- _Task statement_
Reproduce, word for word, the stretch from "Bishop Berkeley questioned" through "other superhuman intelligence?" in the excerpt on fake news below.

- _Excerpt_
+++
Part of Trump’s image was the idea of ‘fake news’ – news invented or distorted by his enemies to promote their own agendas and to tear down his much more reputable ones. The term, however, as it went viral morphed into something much more fundamental; and more to Betty’s idea of reality. In the virtual, socially mediated universe, there could be no actuality; no verifiable reality; no absolute truth.
Philosophers and behavioral psychologists have always been aware of the impossibility of pinning down reality. Browning, Durrell, and Kurosawa all wrote about or produced works which displayed the subjectivity of the observer – different stories told by different people who had presumably experienced the same event. Behaviorists who studied the phenomenon of the ‘eye witness’ concluded the same thing – people witnessing an alleged crime will report seeing it differently.
Despite the religious fundamentalist’s belief that the Bible is the very word of God, most others read it as a witnessed account which, ipso facto, must be subjective. In fact Biblical studies at Protestant seminaries focus on exegesis – how can one arrive at some semblance of truth by parsing every line of Matthew, Mark, Luke, and John and comparing them?
Bishop Berkeley questioned the nature of reality when he asked, “If a tree falls in the forest and there is no one there to hear it, does it make a sound”; or even more fantastically, do we exist only in the mind of God or some other superhuman intelligence?
So armed with all this historical, philosophical, social, and above all cinematic evidence of the reality of fake news, Betty remade herself. She created a social media persona that was of her own design, conducted job interviews virtually as expected and required of employers in the age of COVID and manipulated every visual cue to her advantage.
The technology of which she had become a master became her tool, and she became a Simone. All her meetings were held on Zoom or Google Meet, and thanks to her assiduity, there was never any inconsistency; and then, a la Diana Vreeland, when she did make forays in public, people saw her as she had presented herself online, not as she actually was. Of course she went out of her way to disguise as far as possible any Picasso remnants of visage, but it was people’s expectations which ruled their vision.
As she became more well known and political in her own right, she began to sound like Senator Palantine, the fictitious politician running for president in the Scorsese movie, Taxi Driver. “We are the people”, he says, repeating the tag line of his campaign over and over again and goes on to say that we the people will finally govern. We the people will take the right and true road. We the people are on a path of righteousness; and by the end of the movie he is saying absolutely nothing. Yet his fans are delirious with support for him, the candidate they had always hoped for.
Betty had learned how understanding the fathomless gullibility and idealistic reach of people was in her favor. She had only to weave a tapestry of good feelings, appropriate sentiments, and heartfelt nostrums. The more she appealed to people in these simple ways, the more she was admired. Her Picasso face was entirely forgotten. In the magic of subjective gullibility, images are fungible. Her silver tongue, sweet blandishments, and happy talk became one with her now beautifully perceived face.
Her career was stellar and she was appointed to many Boards of Directors, prominent positions in foundations and advocacy groups, and was persistently approached for a political career. Let it be said, of course, that Betty Landers was a supremely intelligent person, so her supporters and admirers were not getting an empty suit; but for all intents and purposes she was an intellectual cipher, carried on the winds of popular opinion and all the happier for it.
+++
Dataset excerpts:
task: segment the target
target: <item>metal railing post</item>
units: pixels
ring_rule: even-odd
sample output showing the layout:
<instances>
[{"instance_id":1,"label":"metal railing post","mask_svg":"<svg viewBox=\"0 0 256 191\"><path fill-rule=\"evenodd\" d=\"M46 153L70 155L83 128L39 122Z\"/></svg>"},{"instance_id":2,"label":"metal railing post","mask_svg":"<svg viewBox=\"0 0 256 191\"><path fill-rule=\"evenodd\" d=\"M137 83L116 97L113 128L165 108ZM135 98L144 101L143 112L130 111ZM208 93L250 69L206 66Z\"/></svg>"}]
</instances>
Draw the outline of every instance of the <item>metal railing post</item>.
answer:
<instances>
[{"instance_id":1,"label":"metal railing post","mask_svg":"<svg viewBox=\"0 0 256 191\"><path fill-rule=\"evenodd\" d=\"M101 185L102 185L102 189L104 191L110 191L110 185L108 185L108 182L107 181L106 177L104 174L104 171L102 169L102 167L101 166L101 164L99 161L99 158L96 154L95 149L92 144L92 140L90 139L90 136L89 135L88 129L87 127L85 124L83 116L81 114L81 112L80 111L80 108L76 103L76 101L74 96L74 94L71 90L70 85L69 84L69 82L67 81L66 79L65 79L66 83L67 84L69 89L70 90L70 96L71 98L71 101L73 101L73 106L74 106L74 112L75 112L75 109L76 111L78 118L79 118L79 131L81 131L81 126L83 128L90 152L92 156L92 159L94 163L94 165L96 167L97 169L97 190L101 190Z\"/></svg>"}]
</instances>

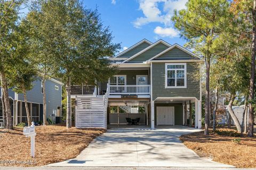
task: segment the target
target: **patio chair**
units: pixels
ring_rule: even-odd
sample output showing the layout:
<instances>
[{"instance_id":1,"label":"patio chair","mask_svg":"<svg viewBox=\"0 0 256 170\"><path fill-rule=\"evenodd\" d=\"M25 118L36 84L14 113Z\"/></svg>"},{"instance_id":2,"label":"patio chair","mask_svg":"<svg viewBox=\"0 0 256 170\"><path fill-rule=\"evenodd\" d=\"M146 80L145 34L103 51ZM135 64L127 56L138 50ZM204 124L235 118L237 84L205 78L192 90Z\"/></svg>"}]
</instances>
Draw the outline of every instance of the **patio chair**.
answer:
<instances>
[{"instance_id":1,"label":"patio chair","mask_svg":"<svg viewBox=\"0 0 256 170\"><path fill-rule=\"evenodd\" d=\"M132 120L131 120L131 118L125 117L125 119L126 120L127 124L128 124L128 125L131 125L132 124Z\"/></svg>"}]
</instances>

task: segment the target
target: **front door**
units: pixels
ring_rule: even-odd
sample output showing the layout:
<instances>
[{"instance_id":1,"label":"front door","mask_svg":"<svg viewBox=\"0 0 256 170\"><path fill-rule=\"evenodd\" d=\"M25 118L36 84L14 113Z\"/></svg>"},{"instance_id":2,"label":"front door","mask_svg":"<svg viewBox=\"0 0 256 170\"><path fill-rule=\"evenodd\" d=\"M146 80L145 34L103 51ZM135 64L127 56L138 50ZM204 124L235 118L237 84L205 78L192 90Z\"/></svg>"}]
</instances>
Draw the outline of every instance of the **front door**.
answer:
+++
- _Response to this exercise_
Bishop Berkeley questioned the nature of reality when he asked, “If a tree falls in the forest and there is no one there to hear it, does it make a sound”; or even more fantastically, do we exist only in the mind of God or some other superhuman intelligence?